### Your task:
Nothing may be dropped or altered: reproduce all the data.

##### Source material

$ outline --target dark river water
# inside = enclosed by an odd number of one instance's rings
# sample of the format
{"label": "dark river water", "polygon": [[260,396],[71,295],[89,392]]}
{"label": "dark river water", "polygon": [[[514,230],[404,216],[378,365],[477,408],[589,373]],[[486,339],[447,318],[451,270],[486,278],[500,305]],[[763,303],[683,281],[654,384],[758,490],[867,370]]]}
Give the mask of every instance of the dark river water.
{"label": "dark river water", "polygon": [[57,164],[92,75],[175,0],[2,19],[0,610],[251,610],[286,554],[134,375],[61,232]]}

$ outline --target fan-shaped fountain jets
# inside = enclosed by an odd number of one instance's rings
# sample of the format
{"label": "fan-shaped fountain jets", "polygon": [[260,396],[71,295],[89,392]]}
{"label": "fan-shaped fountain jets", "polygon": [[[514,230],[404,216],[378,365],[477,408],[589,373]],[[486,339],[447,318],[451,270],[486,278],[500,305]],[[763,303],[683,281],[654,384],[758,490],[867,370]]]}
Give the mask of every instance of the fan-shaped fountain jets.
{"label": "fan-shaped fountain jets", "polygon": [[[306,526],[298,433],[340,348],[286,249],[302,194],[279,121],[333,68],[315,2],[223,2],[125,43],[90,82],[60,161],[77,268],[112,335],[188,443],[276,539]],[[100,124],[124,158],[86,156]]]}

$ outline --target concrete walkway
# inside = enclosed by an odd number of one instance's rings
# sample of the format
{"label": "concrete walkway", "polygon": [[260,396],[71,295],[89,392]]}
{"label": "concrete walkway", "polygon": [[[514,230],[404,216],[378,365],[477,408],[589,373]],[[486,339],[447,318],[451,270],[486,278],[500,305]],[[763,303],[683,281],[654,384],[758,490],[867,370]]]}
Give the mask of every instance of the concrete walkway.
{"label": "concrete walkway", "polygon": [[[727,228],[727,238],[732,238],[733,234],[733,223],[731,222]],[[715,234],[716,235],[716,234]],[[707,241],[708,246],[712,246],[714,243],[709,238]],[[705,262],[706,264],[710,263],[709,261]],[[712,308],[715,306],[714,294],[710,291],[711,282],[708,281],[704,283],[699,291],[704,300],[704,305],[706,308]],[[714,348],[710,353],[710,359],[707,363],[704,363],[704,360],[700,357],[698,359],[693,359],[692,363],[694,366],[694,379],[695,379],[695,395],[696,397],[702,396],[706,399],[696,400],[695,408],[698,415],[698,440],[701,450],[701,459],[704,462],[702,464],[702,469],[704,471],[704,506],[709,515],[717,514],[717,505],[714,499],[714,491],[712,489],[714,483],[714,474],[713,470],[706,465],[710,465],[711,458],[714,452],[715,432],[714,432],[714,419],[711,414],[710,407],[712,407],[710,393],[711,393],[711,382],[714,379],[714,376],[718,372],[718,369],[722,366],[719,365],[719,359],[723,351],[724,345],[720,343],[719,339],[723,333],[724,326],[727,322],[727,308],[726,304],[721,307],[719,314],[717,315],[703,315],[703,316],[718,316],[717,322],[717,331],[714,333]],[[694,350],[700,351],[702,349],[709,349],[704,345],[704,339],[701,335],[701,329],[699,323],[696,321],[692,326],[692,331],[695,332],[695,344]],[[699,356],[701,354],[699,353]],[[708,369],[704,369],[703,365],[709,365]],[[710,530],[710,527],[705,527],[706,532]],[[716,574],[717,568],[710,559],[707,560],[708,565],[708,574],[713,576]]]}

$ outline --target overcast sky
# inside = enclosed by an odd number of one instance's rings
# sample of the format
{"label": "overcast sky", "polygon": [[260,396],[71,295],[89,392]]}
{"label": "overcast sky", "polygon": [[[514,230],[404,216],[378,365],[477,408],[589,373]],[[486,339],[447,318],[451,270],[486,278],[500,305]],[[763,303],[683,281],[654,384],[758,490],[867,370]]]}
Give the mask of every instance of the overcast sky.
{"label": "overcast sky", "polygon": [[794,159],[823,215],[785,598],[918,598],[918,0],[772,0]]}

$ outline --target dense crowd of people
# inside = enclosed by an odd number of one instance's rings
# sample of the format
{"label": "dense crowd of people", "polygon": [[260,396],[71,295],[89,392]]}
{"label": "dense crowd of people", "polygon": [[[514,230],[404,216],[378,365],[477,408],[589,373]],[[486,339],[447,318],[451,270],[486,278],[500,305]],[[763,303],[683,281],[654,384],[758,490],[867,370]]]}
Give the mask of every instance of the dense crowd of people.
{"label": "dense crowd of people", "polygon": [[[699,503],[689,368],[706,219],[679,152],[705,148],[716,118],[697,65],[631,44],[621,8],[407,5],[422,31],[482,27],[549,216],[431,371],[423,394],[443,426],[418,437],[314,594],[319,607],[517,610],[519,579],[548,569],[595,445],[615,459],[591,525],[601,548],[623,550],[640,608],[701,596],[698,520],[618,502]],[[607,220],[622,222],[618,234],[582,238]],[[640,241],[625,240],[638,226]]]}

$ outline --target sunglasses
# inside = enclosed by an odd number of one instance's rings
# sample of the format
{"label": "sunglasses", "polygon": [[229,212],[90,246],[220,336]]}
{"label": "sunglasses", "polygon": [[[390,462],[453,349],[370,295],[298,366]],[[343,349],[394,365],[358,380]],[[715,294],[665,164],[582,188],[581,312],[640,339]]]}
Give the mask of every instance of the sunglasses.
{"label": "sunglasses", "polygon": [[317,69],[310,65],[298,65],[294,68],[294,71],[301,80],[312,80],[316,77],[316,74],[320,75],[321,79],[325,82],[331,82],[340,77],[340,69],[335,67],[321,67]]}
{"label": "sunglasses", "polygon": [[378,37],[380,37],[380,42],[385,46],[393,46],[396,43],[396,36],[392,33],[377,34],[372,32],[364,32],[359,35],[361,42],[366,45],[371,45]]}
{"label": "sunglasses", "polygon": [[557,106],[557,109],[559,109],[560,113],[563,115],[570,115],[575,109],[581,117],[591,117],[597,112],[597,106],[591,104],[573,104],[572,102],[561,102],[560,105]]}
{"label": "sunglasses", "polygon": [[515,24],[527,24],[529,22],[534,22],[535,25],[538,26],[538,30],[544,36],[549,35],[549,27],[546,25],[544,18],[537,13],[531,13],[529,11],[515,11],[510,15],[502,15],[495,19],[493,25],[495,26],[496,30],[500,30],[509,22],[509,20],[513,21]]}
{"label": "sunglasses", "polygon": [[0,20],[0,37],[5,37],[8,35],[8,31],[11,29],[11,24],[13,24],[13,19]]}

##########

### Task response:
$ outline --target dark river water
# inside = enclosed by an odd number of one instance's rings
# sample of the format
{"label": "dark river water", "polygon": [[260,396],[71,295],[89,392]]}
{"label": "dark river water", "polygon": [[[514,230],[404,216],[378,365],[477,408],[589,373]],[[486,339],[447,318],[451,270],[486,278],[500,305]],[[763,303],[683,281],[654,384],[758,490],[867,370]]]}
Give the mask of every instance of the dark river water.
{"label": "dark river water", "polygon": [[57,164],[92,75],[175,0],[2,19],[0,610],[251,610],[286,554],[134,375],[61,232]]}

$ outline --target fan-shaped fountain jets
# inside = enclosed by an odd number of one instance's rings
# sample of the format
{"label": "fan-shaped fountain jets", "polygon": [[260,396],[71,295],[89,392]]}
{"label": "fan-shaped fountain jets", "polygon": [[[514,230],[404,216],[378,365],[477,408],[589,373]],[[486,339],[447,318],[451,270],[486,278],[500,305]],[[763,303],[683,281],[654,384],[758,490],[867,370]]]}
Give the mask of every instance of the fan-shaped fountain jets.
{"label": "fan-shaped fountain jets", "polygon": [[[306,526],[298,433],[340,348],[286,249],[302,194],[279,121],[333,68],[315,2],[223,2],[125,43],[90,82],[60,161],[77,268],[112,335],[188,443],[276,539]],[[100,124],[124,158],[86,156]]]}

$ outline --target concrete walkway
# inside = enclosed by an odd number of one instance's rings
# sample of the format
{"label": "concrete walkway", "polygon": [[260,396],[71,295],[89,392]]}
{"label": "concrete walkway", "polygon": [[[514,230],[404,216],[378,365],[477,408],[589,373]],[[486,339],[447,318],[451,270],[486,278],[500,305]],[[763,303],[683,281],[654,384],[758,490],[867,370]]]}
Give the mask of every instance of the concrete walkway.
{"label": "concrete walkway", "polygon": [[[727,228],[727,238],[732,238],[733,234],[733,223],[731,222]],[[715,234],[716,235],[716,234]],[[707,241],[708,246],[712,246],[714,243],[709,238]],[[705,262],[706,264],[710,263],[709,261]],[[712,308],[715,306],[714,294],[710,291],[711,282],[708,281],[704,283],[699,291],[704,300],[704,305],[706,308]],[[714,348],[710,353],[710,359],[707,363],[704,363],[704,360],[700,357],[698,359],[693,359],[692,363],[694,366],[694,379],[695,379],[695,395],[696,397],[702,396],[706,399],[696,400],[695,408],[698,415],[698,440],[701,450],[701,459],[704,462],[702,464],[702,469],[704,471],[704,506],[709,515],[717,514],[717,505],[714,499],[714,491],[712,489],[714,483],[714,474],[713,470],[706,465],[710,465],[711,458],[714,452],[715,432],[714,432],[714,419],[711,414],[710,407],[712,407],[710,393],[711,393],[711,382],[714,379],[714,376],[718,372],[718,369],[722,366],[719,365],[719,359],[723,351],[724,345],[720,343],[719,339],[723,333],[724,326],[727,322],[727,308],[726,304],[721,307],[719,314],[717,315],[703,315],[703,316],[718,316],[717,322],[717,331],[714,333]],[[694,350],[700,351],[702,349],[709,349],[704,345],[704,339],[701,335],[701,329],[699,323],[696,321],[692,326],[692,331],[695,332],[695,344]],[[699,356],[701,354],[699,353]],[[708,369],[704,369],[703,365],[709,365]],[[710,530],[710,527],[705,527],[706,532]],[[716,574],[717,568],[710,559],[707,560],[708,565],[708,574],[713,576]]]}

$ outline --target overcast sky
# inside = enclosed by an odd number of one instance's rings
# sample of the format
{"label": "overcast sky", "polygon": [[260,396],[71,295],[89,392]]}
{"label": "overcast sky", "polygon": [[[514,230],[404,216],[378,365],[477,408],[589,373]],[[486,339],[447,318],[451,270],[486,278],[500,305]],[[763,303],[683,281],[654,384],[758,490],[867,370]]]}
Give the mask of every instance of the overcast sky.
{"label": "overcast sky", "polygon": [[794,159],[823,215],[785,598],[918,598],[918,0],[772,0]]}

$ outline --target dense crowd of people
# inside = enclosed by an odd number of one instance's rings
# sample of the format
{"label": "dense crowd of people", "polygon": [[260,396],[71,295],[89,392]]}
{"label": "dense crowd of people", "polygon": [[[514,230],[404,216],[378,365],[477,408],[589,373]],[[486,339],[447,318],[451,270],[486,278],[500,305]],[[763,303],[683,281],[654,384],[758,490],[867,370]]]}
Give the mask of every instance of the dense crowd of people.
{"label": "dense crowd of people", "polygon": [[[699,503],[689,368],[706,219],[679,152],[705,148],[716,118],[697,65],[631,44],[621,8],[407,5],[422,31],[482,27],[549,216],[431,371],[423,394],[443,426],[418,437],[314,594],[319,607],[517,610],[519,579],[548,569],[595,445],[615,459],[591,525],[601,548],[623,550],[640,608],[701,596],[698,520],[618,502]],[[607,220],[622,222],[618,234],[582,238]],[[640,241],[625,240],[638,226]]]}

$ outline --target sunglasses
# inside = enclosed by an odd number of one instance's rings
# sample of the format
{"label": "sunglasses", "polygon": [[229,212],[90,246],[220,336]]}
{"label": "sunglasses", "polygon": [[[390,462],[453,349],[370,295],[298,366]],[[343,349],[394,365],[358,380]],[[715,294],[665,164],[582,188],[581,312],[640,339]]]}
Give the mask of every instance of the sunglasses.
{"label": "sunglasses", "polygon": [[317,69],[310,65],[298,65],[294,68],[294,71],[301,80],[312,80],[316,77],[316,74],[320,75],[321,79],[325,82],[331,82],[340,77],[340,69],[335,67],[321,67]]}
{"label": "sunglasses", "polygon": [[378,37],[380,37],[380,42],[385,46],[393,46],[396,43],[396,36],[392,33],[377,34],[372,32],[364,32],[359,35],[361,42],[366,45],[371,45]]}
{"label": "sunglasses", "polygon": [[557,106],[557,109],[559,109],[560,113],[563,115],[570,115],[575,109],[581,117],[591,117],[597,112],[597,106],[591,104],[573,104],[572,102],[561,102],[560,105]]}
{"label": "sunglasses", "polygon": [[515,24],[527,24],[529,22],[534,22],[535,25],[538,26],[538,30],[544,36],[549,35],[549,27],[546,25],[544,18],[537,13],[531,13],[529,11],[515,11],[510,15],[502,15],[495,19],[493,25],[495,26],[496,30],[500,30],[509,22],[509,20],[513,21]]}
{"label": "sunglasses", "polygon": [[0,20],[0,37],[5,37],[8,35],[8,31],[11,29],[11,24],[13,24],[13,19]]}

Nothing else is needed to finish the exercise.